▸ YOUR GOAL: Return the full set of records, matching them character for character.
Top of STORED DATA
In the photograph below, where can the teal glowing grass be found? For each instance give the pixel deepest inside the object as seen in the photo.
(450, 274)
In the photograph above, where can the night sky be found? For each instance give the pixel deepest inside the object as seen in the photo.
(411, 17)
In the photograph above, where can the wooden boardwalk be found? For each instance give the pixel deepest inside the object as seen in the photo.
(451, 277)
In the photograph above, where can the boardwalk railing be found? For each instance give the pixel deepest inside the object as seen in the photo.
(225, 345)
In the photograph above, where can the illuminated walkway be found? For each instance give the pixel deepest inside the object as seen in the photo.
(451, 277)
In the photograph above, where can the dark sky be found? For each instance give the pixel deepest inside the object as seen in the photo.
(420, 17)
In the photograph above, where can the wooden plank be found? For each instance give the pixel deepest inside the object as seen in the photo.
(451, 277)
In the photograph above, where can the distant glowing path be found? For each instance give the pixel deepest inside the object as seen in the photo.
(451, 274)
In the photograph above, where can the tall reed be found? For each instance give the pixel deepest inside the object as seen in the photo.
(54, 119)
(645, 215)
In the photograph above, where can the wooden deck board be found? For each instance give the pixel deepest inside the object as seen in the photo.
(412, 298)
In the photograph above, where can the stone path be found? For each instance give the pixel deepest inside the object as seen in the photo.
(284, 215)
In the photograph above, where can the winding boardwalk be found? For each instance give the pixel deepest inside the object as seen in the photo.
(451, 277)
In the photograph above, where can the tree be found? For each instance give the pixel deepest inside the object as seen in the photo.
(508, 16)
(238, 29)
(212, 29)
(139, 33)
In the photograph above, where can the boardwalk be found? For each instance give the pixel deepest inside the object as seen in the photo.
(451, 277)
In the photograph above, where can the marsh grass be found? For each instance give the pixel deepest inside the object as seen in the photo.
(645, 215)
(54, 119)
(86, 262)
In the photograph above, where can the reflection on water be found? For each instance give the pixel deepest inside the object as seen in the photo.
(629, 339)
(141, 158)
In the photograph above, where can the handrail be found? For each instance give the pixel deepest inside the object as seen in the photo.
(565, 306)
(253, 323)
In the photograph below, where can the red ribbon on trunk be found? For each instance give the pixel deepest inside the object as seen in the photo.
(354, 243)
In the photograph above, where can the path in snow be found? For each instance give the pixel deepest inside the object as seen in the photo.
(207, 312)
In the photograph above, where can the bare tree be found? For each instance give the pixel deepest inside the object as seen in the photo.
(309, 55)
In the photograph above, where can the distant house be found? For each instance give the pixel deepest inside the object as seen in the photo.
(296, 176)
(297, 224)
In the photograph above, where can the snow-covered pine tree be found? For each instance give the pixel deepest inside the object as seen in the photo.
Bottom of STORED DATA
▸ RESPONSE FOR THIS EXERCISE:
In the photograph below, where can the teal glowing grass be found? For each instance give the pixel deepest inside the object as seen in the photo.
(450, 274)
In the photograph above, where can the night sky be found? For each instance give the pixel deepest inside the object as seen in the photo.
(411, 17)
In the photograph above, where can the wooden boardwalk be found? For each instance give the pixel deepest inside the object as seen in the photo.
(451, 277)
In the photograph above, where can the boardwalk railing be found? For each instance give the pixel deepest inside the object as seen in the photo.
(225, 345)
In the photograph above, where can the illuminated walkway be found? For each instance give the pixel deepest inside the object as seen in the photo.
(451, 277)
In the photograph above, where can the dark sky be found? For each instance give the pixel deepest inside the object as seen in the photo.
(420, 17)
In the photograph above, where can the wooden plank be found? For each instance give the pixel deepest inside the object as seen in the photo.
(451, 277)
In the photograph above, where can the distant glowing path be found? For each instance give the pixel deepest inside the object as seen in the photo.
(451, 274)
In the photograph above, where can the tall reed be found? For each instance give the pixel deepest inside the object as seen in the photo.
(54, 119)
(645, 215)
In the photograph above, where can the wooden deck board be found? For each instance give the pixel deepest inside the object as seen in the photo.
(412, 298)
In the photograph above, where can the stone path be found? For each instance give the pixel deepest inside the object as seen in the photo.
(284, 215)
In the photograph above, where can the winding boardwalk be found? For each instance give the pixel deepest inside the object as seen in the photo.
(451, 277)
In the photograph above, where can the tree be found? For each instance give the pixel deepest inside the object as seen in the photo.
(508, 16)
(238, 29)
(212, 29)
(139, 33)
In the photograph above, where can the boardwalk be found? For each instance give the pixel deepest inside the object as seen in the photo.
(451, 277)
In the photograph above, where can the marsh grass be found? For each instance give the pixel deepest inside the object as seen in the photo.
(645, 215)
(54, 119)
(86, 262)
In the photograph above, where can the reflection on water be found? For each instance give the pixel deepest inside the object as seen in the photo.
(629, 339)
(141, 158)
In the photograph above, where can the handrail be found? For each instance give the pixel deepest inside the object as seen in the photo.
(565, 306)
(253, 323)
In the photograph below, where can the red ribbon on trunk be found? For each instance give the pixel deepest inside the object as seen in the photo.
(354, 243)
In the photograph above, where can the path in snow be found? For each instance give the pixel deepest inside the object as seen in the photo.
(207, 312)
In the photograph above, where can the bare tree be found? For each instance give the pixel deepest inside the object as seen in the photo.
(309, 55)
In the photograph above, where can the distant house be found? For each instance give the pixel deepest inside the object as seen in the photo.
(296, 176)
(297, 224)
In the photograph above, where can the snow-covered pine tree be found? For each instance give the pixel deepest inside the object as seen in the photo.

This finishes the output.